## Required actions
- a) Copy out the stretch of the kernel PCA walkthrough from "ax = fig.add_subplot(211, projection='3d')" through "#equivalent to PCA(n_components=2)", keeping every character as it appears.
- b) In the kernel PCA walkthrough, list each distinct value given for the kernel setting when KernelPCA is created.
-- START OF Passage to read --
The components of each axis in the original features are:

In [None]:
pca.components_

We can inverse the transformation, but as before, some information was lost in the projection:

In [None]:
X4D_inv = pca.inverse_transform(X2D)

In [None]:
np.allclose(X4D_inv, X)

In [None]:
fig, axs = plt.subplots(2,3)


for ax,(i,j) in zip(axs.flatten(),[(0,1),(2,3),(0,2),(1,3),(0,3), (1,2)]):
    ax.scatter(X4D_inv[:,i], X4D_inv[:,j],c=t,)
    ax.set_xlabel(names[i])
    ax.set_ylabel(names[j])
    
fig.set_size_inches(10,5)
fig.tight_layout()
plt.show()

A measure of how much is lost is the *reconstruction error*:

In [None]:
np.mean(np.sum(np.square(X4D_inv - X), axis=1))

## Kernel PCA

A variant of PCA used to learn non-linear mappings is called *kernel-PCA*, which makes use of the *kernel trick* to map the original features into a higher-dimensional (maybe infinite-dimensional) space, in which PCA is applied. This is useful to learn more complex non-linear transformations:

In [None]:
from sklearn.decomposition import KernelPCA

rbf_pca = KernelPCA(n_components = 2, kernel="rbf", gamma=0.04)

### Iris Dataset

In [None]:
X_kpca = rbf_pca.fit_transform(X)

In [None]:
plt.scatter(*X_kpca.T, c=t)

Looks funny, let's see how it behaves with a more complex dataset:

### Swiss Roll

In [None]:
from sklearn.datasets import make_swiss_roll

X, z = make_swiss_roll(n_samples=1000, noise=0.2, random_state=42)

This dataset is a rolled plane, which is harder to decompose

In [None]:
plt.scatter(z,X[:,1], c=z,  cmap=plt.cm.hot)

In [None]:
from mpl_toolkits.mplot3d import Axes3D

fig = plt.figure(figsize=(15,15))

ax = fig.add_subplot(211, projection='3d')
ax.scatter(X[:, 0], X[:, 1], X[:, 2], c=z, cmap=plt.cm.hot)
ax.view_init(10, -70)

Let's compare the results of different kernels

In [None]:
lin_pca = KernelPCA(n_components = 2, kernel="linear", fit_inverse_transform=True) #equivalent to PCA(n_components=2)
rbf_pca = KernelPCA(n_components = 2, kernel="rbf", gamma=0.0433, fit_inverse_transform=True)
sig_pca = KernelPCA(n_components = 2, kernel="sigmoid", gamma=0.001, coef0=1, fit_inverse_transform=True)


plt.figure(figsize=(11, 4))
for subplot, pca, title in ((131, lin_pca, "Linear kernel"), 
                            (132, rbf_pca, "RBF kernel, $\gamma=0.04$"), 
                            (133, sig_pca, "Sigmoid kernel, $\gamma=10^{-3}, r=1$")):
    X_reduced = pca.fit_transform(X)
-- END OF Passage to read --
-- START OF Recorded data --
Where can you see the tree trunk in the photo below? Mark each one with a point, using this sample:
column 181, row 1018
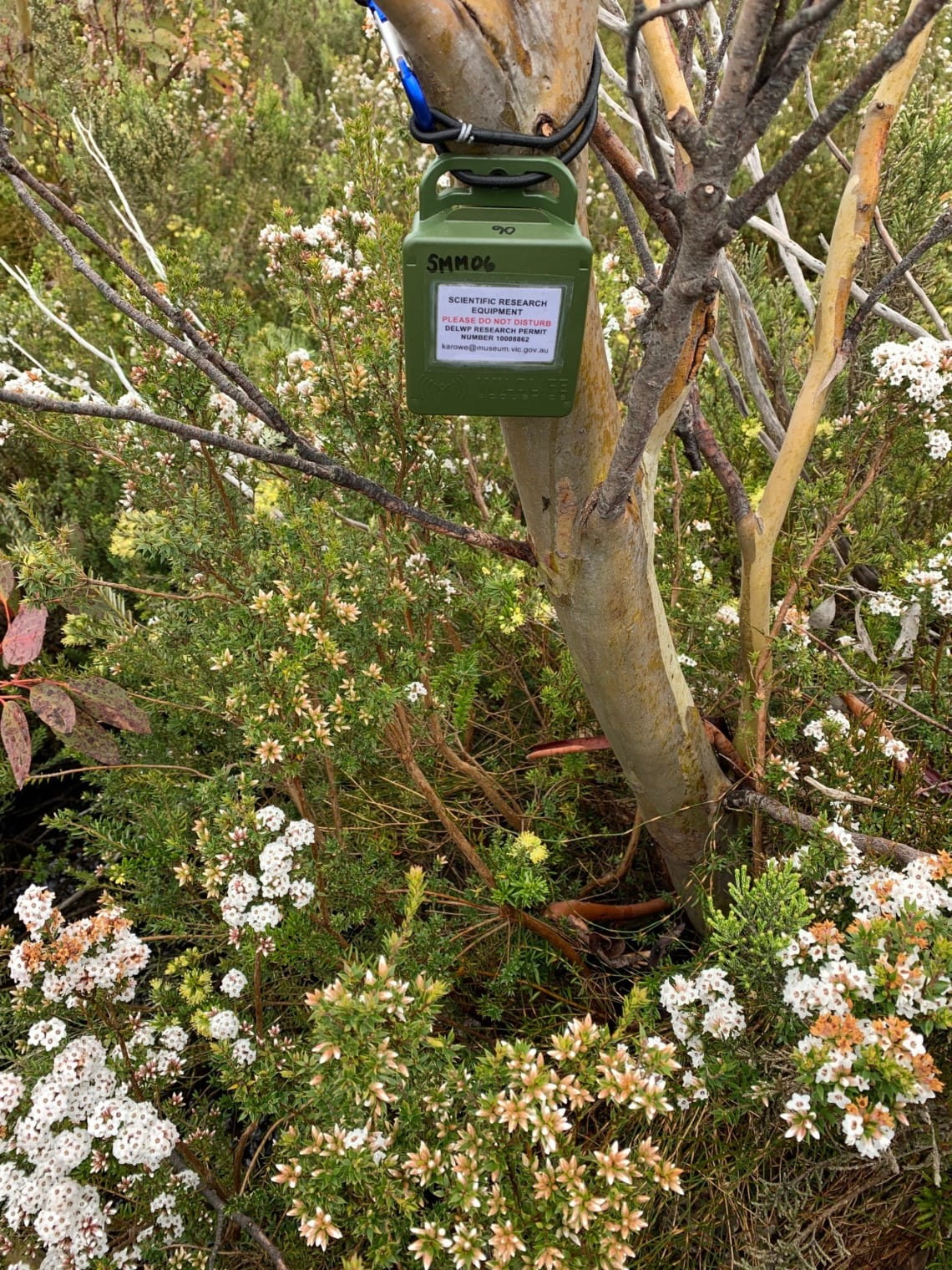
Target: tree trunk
column 493, row 63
-- END OF Recorded data --
## Outputs
- a)
ax = fig.add_subplot(211, projection='3d')
ax.scatter(X[:, 0], X[:, 1], X[:, 2], c=z, cmap=plt.cm.hot)
ax.view_init(10, -70)

Let's compare the results of different kernels

In [None]:
lin_pca = KernelPCA(n_components = 2, kernel="linear", fit_inverse_transform=True) #equivalent to PCA(n_components=2)

- b)
- "rbf"
- "linear"
- "sigmoid"